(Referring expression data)

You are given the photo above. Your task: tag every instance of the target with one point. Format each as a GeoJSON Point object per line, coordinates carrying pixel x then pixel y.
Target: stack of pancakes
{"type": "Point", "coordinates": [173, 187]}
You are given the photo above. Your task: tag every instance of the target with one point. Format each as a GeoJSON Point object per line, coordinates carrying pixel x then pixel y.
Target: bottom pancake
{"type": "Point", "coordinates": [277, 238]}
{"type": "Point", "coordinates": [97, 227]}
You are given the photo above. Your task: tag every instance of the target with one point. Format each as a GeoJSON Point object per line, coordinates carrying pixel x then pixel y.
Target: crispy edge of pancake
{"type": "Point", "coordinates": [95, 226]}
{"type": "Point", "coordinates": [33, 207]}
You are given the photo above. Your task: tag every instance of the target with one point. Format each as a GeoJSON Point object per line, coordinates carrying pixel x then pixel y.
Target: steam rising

- What to produce
The lines above should be duplicated exactly.

- Task result
You are given the photo above. Your task: tag every instance of the target with one point. Format each as a GeoJSON Point object per line, coordinates carrying pixel x then pixel y.
Target: stack of pancakes
{"type": "Point", "coordinates": [173, 187]}
You are given the photo above. Your task: tag every instance of the target with one point. Format each as a GeoJSON Point object per line, coordinates carrying pixel x then pixel y.
Target: bottom pancake
{"type": "Point", "coordinates": [277, 238]}
{"type": "Point", "coordinates": [97, 227]}
You are given the photo above. Your task: tag every instance of the target with one point. Format each as a GeoJSON Point object per line, coordinates carrying pixel x then pixel y.
Target: crispy edge of pancake
{"type": "Point", "coordinates": [95, 226]}
{"type": "Point", "coordinates": [33, 207]}
You are given the photo above. Your task: tag every instance of the target with one point. Format each as a GeoJSON Point object per line, coordinates carrying pixel x then pixel y.
Target: steam rising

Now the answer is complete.